> _Task instructions_
Repeat the data verbatim.

--- Begin ---

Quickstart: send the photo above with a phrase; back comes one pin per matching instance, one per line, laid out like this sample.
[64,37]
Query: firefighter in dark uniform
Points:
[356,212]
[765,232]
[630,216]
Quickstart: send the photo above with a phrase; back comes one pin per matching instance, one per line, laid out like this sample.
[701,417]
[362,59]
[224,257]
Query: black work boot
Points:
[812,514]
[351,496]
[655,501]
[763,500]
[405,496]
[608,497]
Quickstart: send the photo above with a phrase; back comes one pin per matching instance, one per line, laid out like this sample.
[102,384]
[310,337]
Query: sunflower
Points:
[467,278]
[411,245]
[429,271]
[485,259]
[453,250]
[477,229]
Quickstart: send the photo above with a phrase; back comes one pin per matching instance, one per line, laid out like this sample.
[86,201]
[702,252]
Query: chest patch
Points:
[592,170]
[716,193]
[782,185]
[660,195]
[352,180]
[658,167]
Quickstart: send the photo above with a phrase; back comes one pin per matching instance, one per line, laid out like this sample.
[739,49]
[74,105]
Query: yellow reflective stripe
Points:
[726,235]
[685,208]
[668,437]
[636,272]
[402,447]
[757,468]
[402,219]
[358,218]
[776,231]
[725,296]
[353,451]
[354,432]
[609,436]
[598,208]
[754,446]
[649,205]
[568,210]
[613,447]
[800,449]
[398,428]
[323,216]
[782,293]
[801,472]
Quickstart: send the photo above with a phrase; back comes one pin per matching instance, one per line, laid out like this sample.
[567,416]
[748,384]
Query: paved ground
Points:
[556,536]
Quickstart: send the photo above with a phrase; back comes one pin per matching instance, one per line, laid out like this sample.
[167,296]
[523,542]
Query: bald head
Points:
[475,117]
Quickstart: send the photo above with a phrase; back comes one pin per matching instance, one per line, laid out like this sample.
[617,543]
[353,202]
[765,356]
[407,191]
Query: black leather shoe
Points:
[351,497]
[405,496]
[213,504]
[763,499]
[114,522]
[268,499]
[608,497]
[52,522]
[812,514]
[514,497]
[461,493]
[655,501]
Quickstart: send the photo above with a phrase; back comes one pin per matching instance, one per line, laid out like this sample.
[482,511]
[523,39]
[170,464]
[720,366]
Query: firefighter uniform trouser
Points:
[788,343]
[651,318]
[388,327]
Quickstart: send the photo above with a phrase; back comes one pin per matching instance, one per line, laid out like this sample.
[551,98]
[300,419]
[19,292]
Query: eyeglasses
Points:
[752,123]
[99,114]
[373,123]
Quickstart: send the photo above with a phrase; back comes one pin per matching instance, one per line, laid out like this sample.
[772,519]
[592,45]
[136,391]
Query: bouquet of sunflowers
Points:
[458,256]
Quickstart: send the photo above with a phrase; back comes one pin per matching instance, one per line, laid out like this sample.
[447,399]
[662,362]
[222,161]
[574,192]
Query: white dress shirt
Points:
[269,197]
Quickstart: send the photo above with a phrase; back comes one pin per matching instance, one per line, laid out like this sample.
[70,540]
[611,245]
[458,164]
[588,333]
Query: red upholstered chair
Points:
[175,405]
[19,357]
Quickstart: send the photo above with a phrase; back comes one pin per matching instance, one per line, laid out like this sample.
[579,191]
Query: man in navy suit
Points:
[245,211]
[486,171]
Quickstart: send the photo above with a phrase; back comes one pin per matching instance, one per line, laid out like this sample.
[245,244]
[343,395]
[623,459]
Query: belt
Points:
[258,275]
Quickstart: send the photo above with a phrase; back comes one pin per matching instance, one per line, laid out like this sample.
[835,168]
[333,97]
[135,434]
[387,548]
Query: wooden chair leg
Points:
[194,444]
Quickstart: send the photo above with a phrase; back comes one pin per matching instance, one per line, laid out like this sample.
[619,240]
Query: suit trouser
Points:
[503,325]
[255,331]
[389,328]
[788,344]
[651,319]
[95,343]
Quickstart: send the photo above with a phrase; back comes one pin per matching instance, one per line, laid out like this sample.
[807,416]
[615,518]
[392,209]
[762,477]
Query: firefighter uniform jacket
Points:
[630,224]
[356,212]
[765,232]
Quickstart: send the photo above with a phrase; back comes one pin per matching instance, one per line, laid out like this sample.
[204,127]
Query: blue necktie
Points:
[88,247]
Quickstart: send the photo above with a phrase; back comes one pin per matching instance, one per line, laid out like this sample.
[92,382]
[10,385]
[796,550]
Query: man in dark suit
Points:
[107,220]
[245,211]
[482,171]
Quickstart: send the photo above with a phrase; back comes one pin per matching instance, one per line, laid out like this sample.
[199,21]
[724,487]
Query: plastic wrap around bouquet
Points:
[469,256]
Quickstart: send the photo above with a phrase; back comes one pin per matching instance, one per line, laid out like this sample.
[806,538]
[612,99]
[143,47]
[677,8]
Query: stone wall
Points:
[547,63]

--- End ---

> _Completed task_
Quickstart: send the photo above with a phrase; back comes one pin per matching instance, one per line, laid out like this sample.
[64,37]
Query: firefighter in dark uniform
Points:
[356,212]
[765,232]
[630,216]
Quickstart: send the photo above with a phrase; back comes one pin per matching instance, one per line, laid out like this sample.
[701,417]
[362,59]
[224,257]
Query: black work boot
Points:
[812,514]
[351,496]
[655,501]
[763,500]
[405,496]
[608,497]
Quickstart: send the photo above with a phrase; back comes one pin per matching instance, one per line, laid out like this sample.
[102,384]
[310,337]
Query: sunflower
Points:
[467,278]
[411,245]
[429,271]
[485,259]
[453,250]
[477,229]
Quickstart: send the photo above with a phrase; back comes one pin per matching instance, one per line, laid out like this sample.
[86,201]
[702,252]
Query: chest patch
Points:
[592,170]
[716,193]
[782,185]
[660,195]
[352,180]
[658,167]
Quickstart: send the photo above with a phrase; back comes one pin per matching instance, one per line, laid out like this sample.
[739,49]
[74,105]
Query: yellow reflective stripe
Points:
[726,235]
[685,208]
[668,437]
[636,272]
[402,447]
[757,468]
[402,219]
[358,218]
[776,231]
[725,296]
[353,451]
[354,432]
[609,436]
[598,208]
[754,446]
[649,205]
[568,210]
[613,447]
[800,449]
[398,428]
[323,216]
[782,293]
[801,472]
Quickstart: send the photo above with a phrase; back comes one pin per matching instance, one per line, laid out like this sample.
[567,416]
[748,384]
Query: paved ground
Points:
[556,536]
Quickstart: send the photo above with a phrase; back comes one pin per matching instance, one per line, laid out like this sample.
[167,296]
[523,542]
Query: bald head
Points:
[475,117]
Quickstart: send the photo above with a phrase; back comes one pin per matching instance, one per line, laid out like this sample.
[617,543]
[353,202]
[765,356]
[407,191]
Query: black leather shoe
Points:
[351,497]
[405,496]
[213,504]
[763,499]
[114,522]
[268,499]
[608,497]
[52,522]
[812,514]
[514,497]
[461,493]
[655,501]
Quickstart: send the photo above with a phrase; back comes one pin per matching instance, one per line, laid out like this sample.
[482,511]
[523,39]
[170,464]
[720,366]
Query: firefighter uniform trouser
Points:
[788,343]
[651,318]
[388,327]
Quickstart: send the photo above with a phrase; back comes one pin per matching instance, one per line, laid out like this sample.
[551,98]
[300,419]
[19,292]
Query: eyeglasses
Points:
[752,123]
[99,114]
[373,123]
Quickstart: send the photo above with a phrase; back comes one pin per matching instance, one per line, laid out like this sample.
[772,519]
[592,45]
[136,391]
Query: bouquet of sunflowers
Points:
[458,256]
Quickstart: send the photo above with a phrase; back comes one pin per matching instance, one per line, laid out like this sample.
[447,399]
[662,362]
[222,161]
[574,192]
Query: white dress shirt
Points:
[269,197]
Quickstart: send the photo above with a phrase; back comes one pin per matching instance, one per line, laid out like this sample.
[70,540]
[611,245]
[458,164]
[588,333]
Query: red upholstered chair
Points:
[175,405]
[19,357]
Quickstart: send the photo above with a phrase; back comes one pin per matching instance, one per line, laid out like this sample.
[579,191]
Query: man in navy suit
Points:
[245,211]
[486,171]
Quickstart: send the photo above with a phrase; back comes one pin per matching instance, one per line, laid out like this sample.
[245,244]
[343,395]
[623,459]
Query: belt
Points:
[258,275]
Quickstart: send the photo above with a phrase; back comes one pin per matching instance, one per line, laid out like this sample.
[835,168]
[333,97]
[135,434]
[387,548]
Query: wooden chair leg
Points:
[194,444]
Quickstart: send the photo above with a phrase; back comes one pin per matching instance, one per line, laid out like this sample.
[619,240]
Query: suit trouser
Points:
[503,325]
[255,331]
[389,328]
[788,344]
[651,319]
[95,343]
Quickstart: send the photo above with a phrase; back comes one pin per matching instance, one per line, laid out like this sample.
[807,416]
[615,518]
[392,209]
[762,477]
Query: firefighter uniform jacket
Points:
[630,224]
[356,212]
[765,232]
Quickstart: send the photo above with a phrase; back comes one pin per matching instance, one per line, laid out like this sample.
[204,127]
Query: blue necktie
Points:
[88,247]
Quickstart: send the photo above with a phrase; back comes one pin per matching instance, one per line, laid out like this sample.
[92,382]
[10,385]
[796,550]
Query: man in dark suit
Points:
[107,220]
[245,211]
[482,171]
Quickstart: send the photo above with a phrase; back comes one pin per matching instance, one per line, laid out like this sample.
[199,21]
[724,487]
Query: plastic wrap around bouquet
Points:
[469,256]
Quickstart: send the photo above with a phrase; back comes one pin per matching instance, one per line, laid out like this sample.
[806,538]
[612,99]
[143,47]
[677,8]
Query: stone wall
Points:
[547,63]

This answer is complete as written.